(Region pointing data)
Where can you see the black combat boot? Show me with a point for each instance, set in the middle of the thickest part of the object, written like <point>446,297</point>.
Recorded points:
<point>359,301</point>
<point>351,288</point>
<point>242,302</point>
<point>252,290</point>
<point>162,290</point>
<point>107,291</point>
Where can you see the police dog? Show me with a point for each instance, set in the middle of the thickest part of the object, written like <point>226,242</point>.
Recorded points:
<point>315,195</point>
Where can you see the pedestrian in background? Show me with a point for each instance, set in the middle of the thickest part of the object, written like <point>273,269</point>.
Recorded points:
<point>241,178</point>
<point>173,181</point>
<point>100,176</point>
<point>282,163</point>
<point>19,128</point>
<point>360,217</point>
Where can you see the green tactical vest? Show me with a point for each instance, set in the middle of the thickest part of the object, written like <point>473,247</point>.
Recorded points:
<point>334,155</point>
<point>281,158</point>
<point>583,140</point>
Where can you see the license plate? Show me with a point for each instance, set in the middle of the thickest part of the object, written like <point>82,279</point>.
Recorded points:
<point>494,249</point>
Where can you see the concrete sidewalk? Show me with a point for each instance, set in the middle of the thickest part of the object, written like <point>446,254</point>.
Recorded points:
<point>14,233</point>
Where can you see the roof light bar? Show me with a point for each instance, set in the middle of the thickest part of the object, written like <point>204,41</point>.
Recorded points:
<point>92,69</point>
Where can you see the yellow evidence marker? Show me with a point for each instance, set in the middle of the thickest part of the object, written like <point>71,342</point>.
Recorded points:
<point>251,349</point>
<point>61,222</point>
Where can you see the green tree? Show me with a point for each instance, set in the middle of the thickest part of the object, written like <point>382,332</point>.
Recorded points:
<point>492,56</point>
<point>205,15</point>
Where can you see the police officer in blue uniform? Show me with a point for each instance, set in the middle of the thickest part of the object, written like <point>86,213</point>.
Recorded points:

# [TRY IT]
The answer must be a word-for-word transcription of every record above.

# [SOLUTION TO THIS EXERCISE]
Where can you see the black combat boot? Show me with a point for each instance, set in the middle of the thickest part of the object, written like <point>446,297</point>.
Recorded points:
<point>359,301</point>
<point>351,288</point>
<point>242,302</point>
<point>252,290</point>
<point>162,290</point>
<point>107,291</point>
Where can you see the police dog? Show me with a point for each instance, set in the middle of the thickest part of the object, written like <point>226,242</point>.
Recorded points:
<point>315,195</point>
Where can you see the pedestrian in background? Show me with a point for each instance, set in the middle of the thickest part of the object, written like <point>273,269</point>.
Recorded points:
<point>241,178</point>
<point>173,181</point>
<point>100,176</point>
<point>282,163</point>
<point>19,128</point>
<point>360,217</point>
Where can you see the green tactical vest? Show me with a point for each instance, set in the middle of the thickest part of the object, written like <point>473,247</point>.
Recorded points:
<point>334,155</point>
<point>281,158</point>
<point>583,140</point>
Where can you see the license plate? Show me with a point for each instance, set in the middle of the thickest part of the object, written like <point>82,279</point>.
Recorded points:
<point>494,249</point>
Where can you see the concrete sidewalk? Show me with a point for each instance, set in the middle of the thickest part of the object, written like <point>446,254</point>.
Recorded points:
<point>14,233</point>
Where can you see the roof light bar? Show me with a point for each instance, set in the middle of the thickest part of the object, written like <point>204,41</point>.
Recorded points:
<point>92,69</point>
Where can you see the yellow evidence marker? Show me with a point for each instance, set in the middle of the thickest part of the object, written like <point>71,342</point>.
Recorded points:
<point>251,349</point>
<point>61,222</point>
Where can you see the green tree? Show me with a point for each instance, set in the middle of the thickest part of the object, written like <point>382,332</point>.
Recorded points:
<point>492,56</point>
<point>205,15</point>
Where can you see the police officer in blue uniform? Show me with a point for each instance, set in the middle of the thickest part of the object, written like <point>86,213</point>.
Recorded points:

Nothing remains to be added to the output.